- _Goal_
Copy the passage from the nonprofit advice piece from "The next good" up to and including "build a relationship.".

If all corporations adopt this attitude, then they’ll easily find alliances in any given space. I also encourage nonprofits to reach out to organizations that are aligned with the work that they’re doing. If the company doesn’t have an ESG plan or social impact plan, you could also assist them in setting one up. The biggest issue that I see is that corporations just have no idea where to start. They might have a demand and pressures externally telling them that ESG has to be a priority, but they just have no clue how to start one. Reaching out in this context is a mutually beneficial, because they can grow, you can see how you can assist them, and they can reciprocate by assisting you in your endeavours moving forward.

When we’re talking about social and environmental issues going hand-in-hand, we’re often looking at human rights and the environment. Even though they’re both problems that we want to solve, they also clash. I’ll use the example of solar panels. Yes, we need solar panels, we want to be able to generate energy in sustainable ways, but at the same time, the material that is needed to create solar panels can collide with human rights issues, because the regions where the minerals are being collected use unethical methods, in terms of poor work conditions, or forced labour.

We need to strike a balance between the desire for solar panels, and the need to uphold human rights. So even though a corporation might want to further their efforts in environmental consciousness, it also could collide with their social impact values. Those are the complex issues that we need to be able to put our heads together to solve, in a way that is beneficial for all areas of the plan.

4. Non-profit organizations should have a government relations plan

The next good idea that I want to discuss is that nonprofits should have a government relation strategy. It does not need to be complex. Often, people are intimidated by the idea of government relations.  Thanks to Maytree Policy School, I learned the ins and outs of how government works, and how it connects to the nonprofit sector. One of the things that I would really encourage nonprofits to do is figure out the basics. It doesn’t need to be a big strategy. You don’t have to have policies that you want to change in the next 30 or 60 days, you really just have to build a relationship.

- _Stored records_
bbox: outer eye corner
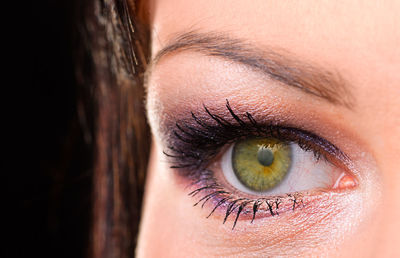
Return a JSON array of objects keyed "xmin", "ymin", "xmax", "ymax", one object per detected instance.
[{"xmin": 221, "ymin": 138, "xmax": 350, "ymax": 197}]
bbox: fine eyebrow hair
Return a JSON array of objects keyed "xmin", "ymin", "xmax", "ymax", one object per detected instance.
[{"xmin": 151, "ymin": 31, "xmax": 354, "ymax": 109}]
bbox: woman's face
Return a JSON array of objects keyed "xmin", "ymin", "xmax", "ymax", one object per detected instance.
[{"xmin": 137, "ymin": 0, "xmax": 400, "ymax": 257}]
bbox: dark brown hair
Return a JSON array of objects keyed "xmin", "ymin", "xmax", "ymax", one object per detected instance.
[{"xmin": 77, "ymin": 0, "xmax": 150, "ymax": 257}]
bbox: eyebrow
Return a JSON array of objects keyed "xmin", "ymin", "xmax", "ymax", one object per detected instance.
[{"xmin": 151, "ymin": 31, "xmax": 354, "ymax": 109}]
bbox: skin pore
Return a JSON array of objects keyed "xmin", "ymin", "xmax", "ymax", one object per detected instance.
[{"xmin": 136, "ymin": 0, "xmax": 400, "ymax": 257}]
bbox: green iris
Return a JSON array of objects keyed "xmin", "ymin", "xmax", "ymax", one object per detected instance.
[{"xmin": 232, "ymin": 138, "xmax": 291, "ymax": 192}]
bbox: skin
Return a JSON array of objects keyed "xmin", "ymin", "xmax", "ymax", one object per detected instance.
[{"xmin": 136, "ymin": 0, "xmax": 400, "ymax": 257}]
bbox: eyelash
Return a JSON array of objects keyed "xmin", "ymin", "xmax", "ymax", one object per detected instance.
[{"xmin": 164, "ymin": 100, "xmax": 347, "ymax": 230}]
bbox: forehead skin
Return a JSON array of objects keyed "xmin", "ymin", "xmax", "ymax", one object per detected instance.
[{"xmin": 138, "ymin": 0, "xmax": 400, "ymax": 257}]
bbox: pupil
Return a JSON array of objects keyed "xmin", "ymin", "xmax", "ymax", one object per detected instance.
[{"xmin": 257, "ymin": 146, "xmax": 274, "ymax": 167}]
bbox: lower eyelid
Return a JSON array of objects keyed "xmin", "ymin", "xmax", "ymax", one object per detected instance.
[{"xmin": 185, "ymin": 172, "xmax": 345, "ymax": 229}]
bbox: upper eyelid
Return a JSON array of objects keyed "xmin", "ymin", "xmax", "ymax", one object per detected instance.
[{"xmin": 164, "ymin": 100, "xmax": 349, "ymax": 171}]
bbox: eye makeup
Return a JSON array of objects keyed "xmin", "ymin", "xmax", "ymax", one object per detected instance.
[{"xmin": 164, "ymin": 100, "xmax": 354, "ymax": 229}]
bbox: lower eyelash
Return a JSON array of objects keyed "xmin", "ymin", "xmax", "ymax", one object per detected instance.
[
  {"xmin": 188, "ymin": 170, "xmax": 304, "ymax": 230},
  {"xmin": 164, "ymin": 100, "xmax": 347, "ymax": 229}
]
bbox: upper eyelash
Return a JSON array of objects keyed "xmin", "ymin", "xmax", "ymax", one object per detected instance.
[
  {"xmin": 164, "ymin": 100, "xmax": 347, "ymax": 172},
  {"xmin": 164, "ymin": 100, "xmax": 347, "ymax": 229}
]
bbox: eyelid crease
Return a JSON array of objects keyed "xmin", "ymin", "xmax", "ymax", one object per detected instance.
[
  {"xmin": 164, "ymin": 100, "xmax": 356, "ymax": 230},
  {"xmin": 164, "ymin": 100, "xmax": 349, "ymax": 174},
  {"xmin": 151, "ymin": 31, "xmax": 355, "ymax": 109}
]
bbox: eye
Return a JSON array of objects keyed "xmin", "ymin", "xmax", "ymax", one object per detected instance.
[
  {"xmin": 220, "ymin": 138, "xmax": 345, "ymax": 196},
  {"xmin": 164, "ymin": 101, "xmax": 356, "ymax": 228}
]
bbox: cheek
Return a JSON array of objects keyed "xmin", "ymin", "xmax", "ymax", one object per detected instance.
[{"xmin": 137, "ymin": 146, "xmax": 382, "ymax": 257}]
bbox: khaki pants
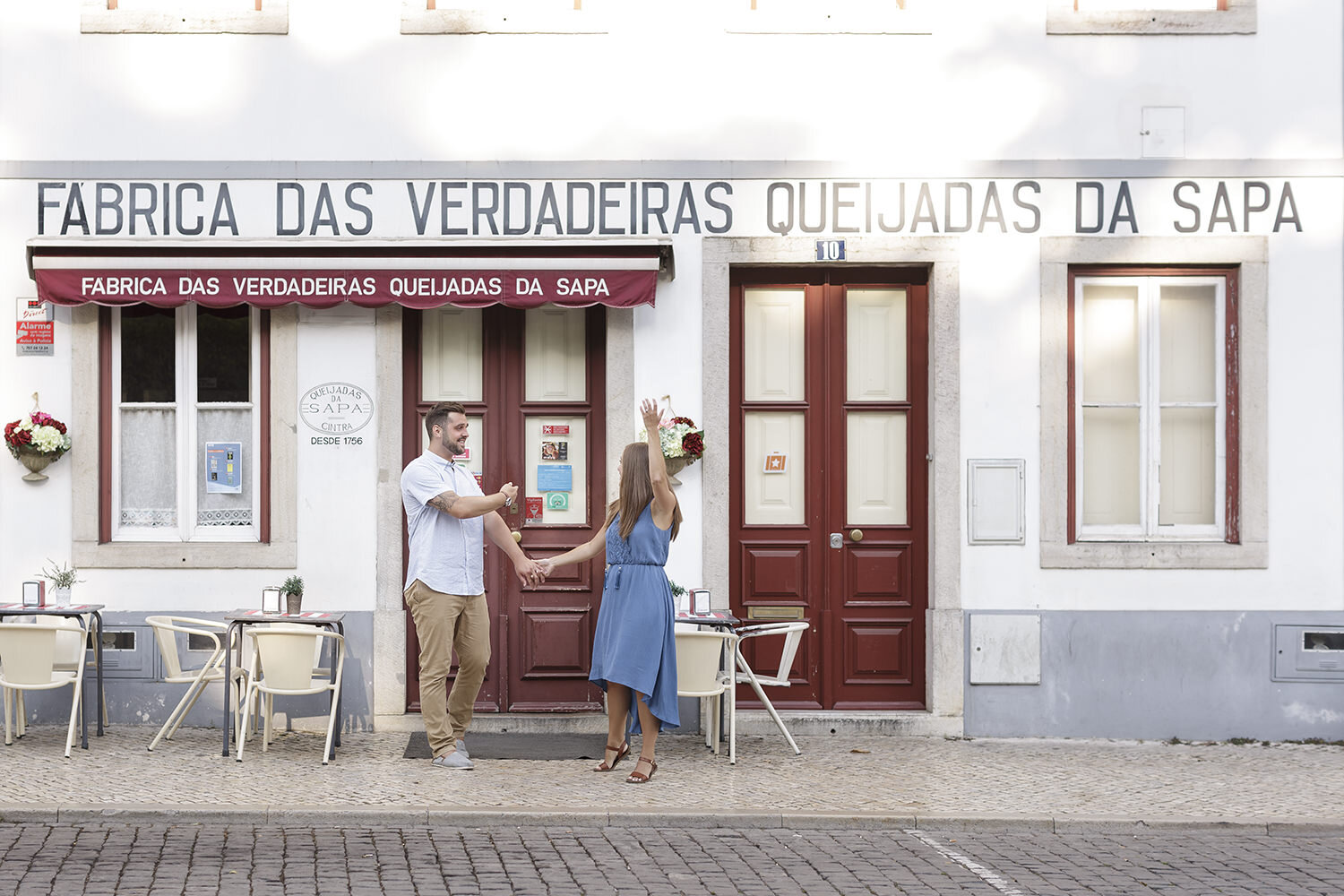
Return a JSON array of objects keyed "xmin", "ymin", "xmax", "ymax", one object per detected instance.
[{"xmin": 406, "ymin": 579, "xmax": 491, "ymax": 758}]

--

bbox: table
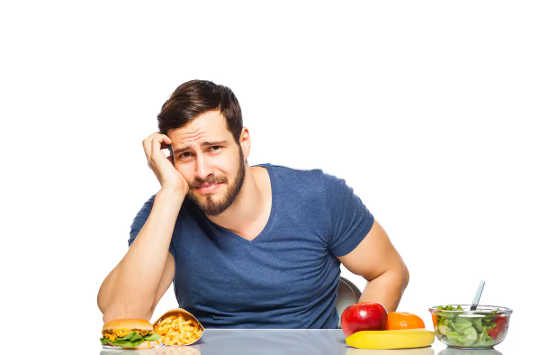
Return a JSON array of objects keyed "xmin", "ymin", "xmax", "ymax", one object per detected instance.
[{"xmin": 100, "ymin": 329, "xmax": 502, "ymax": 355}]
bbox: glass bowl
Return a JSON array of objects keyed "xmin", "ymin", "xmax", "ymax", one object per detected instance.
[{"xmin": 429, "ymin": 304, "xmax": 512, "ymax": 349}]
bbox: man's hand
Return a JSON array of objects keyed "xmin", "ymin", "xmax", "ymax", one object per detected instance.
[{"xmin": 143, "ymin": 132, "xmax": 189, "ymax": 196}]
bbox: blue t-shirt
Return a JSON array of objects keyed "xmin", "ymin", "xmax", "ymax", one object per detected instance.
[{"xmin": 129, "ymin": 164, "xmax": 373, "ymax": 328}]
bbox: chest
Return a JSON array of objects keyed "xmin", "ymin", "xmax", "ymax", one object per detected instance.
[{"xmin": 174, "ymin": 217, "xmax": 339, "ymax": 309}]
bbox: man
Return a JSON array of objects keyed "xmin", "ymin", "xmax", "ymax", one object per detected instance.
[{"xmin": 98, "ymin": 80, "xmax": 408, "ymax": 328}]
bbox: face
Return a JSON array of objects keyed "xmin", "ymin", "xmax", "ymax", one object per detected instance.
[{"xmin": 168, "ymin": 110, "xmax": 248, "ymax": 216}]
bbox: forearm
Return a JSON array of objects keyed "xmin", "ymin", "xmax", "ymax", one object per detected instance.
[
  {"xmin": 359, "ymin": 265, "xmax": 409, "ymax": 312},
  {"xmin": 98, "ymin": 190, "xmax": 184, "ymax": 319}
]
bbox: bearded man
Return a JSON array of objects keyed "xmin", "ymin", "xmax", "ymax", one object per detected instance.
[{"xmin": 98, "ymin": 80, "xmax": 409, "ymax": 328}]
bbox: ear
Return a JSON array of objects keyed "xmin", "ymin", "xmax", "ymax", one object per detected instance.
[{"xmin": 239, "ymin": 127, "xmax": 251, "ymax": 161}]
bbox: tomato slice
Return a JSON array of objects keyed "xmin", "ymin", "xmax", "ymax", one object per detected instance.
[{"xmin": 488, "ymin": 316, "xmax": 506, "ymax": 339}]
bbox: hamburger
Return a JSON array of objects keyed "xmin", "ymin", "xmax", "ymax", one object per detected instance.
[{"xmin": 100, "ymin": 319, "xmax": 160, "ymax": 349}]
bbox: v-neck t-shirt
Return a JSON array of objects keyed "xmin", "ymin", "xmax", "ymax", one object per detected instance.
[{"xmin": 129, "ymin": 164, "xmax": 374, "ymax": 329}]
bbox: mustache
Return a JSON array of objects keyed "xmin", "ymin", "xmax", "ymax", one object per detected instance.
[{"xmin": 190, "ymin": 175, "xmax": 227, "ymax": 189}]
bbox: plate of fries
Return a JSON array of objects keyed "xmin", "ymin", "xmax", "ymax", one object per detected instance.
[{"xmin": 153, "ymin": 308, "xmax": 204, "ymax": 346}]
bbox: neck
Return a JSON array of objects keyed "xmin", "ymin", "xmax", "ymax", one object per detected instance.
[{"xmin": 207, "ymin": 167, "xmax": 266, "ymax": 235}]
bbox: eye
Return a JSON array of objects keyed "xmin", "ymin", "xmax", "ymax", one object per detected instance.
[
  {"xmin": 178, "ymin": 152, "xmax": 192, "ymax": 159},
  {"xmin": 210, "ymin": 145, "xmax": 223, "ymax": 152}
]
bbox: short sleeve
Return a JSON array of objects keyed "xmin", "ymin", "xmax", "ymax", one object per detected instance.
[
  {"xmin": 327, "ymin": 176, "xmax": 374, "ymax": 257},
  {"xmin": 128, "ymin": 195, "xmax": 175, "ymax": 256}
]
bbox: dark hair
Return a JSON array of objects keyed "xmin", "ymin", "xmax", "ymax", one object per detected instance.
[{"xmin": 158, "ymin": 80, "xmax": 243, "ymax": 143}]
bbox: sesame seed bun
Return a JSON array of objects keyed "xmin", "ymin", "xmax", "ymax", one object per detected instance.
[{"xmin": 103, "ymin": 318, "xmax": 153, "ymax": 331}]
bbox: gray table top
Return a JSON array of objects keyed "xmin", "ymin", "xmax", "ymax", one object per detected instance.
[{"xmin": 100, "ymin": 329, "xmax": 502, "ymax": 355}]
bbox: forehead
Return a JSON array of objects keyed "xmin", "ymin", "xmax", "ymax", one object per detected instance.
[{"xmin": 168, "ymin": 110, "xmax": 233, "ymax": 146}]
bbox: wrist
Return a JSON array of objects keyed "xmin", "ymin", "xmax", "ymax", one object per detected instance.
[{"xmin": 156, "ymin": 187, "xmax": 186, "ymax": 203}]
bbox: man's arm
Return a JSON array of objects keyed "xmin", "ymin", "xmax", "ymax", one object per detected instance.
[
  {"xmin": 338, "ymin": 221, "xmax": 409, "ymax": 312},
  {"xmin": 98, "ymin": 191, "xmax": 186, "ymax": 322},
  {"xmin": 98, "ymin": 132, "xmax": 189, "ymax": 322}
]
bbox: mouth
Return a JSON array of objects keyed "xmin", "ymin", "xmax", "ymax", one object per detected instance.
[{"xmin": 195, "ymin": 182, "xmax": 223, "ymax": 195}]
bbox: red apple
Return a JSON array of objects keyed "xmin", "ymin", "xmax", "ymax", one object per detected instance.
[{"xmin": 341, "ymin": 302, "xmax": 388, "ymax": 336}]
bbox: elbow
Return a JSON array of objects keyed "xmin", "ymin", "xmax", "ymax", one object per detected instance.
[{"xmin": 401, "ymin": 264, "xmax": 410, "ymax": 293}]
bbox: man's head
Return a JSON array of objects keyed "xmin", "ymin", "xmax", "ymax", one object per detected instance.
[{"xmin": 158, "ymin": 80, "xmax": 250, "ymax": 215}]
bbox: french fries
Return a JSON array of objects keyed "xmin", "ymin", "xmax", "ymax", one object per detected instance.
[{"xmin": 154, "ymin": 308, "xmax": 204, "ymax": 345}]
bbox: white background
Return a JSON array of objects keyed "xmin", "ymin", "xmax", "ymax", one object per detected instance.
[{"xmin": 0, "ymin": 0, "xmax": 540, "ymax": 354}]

- _Full output_
The next good idea that I want to discuss is that nonprofits should have a government relation strategy. It does not need to be complex. Often, people are intimidated by the idea of government relations.  Thanks to Maytree Policy School, I learned the ins and outs of how government works, and how it connects to the nonprofit sector. One of the things that I would really encourage nonprofits to do is figure out the basics. It doesn’t need to be a big strategy. You don’t have to have policies that you want to change in the next 30 or 60 days, you really just have to build a relationship.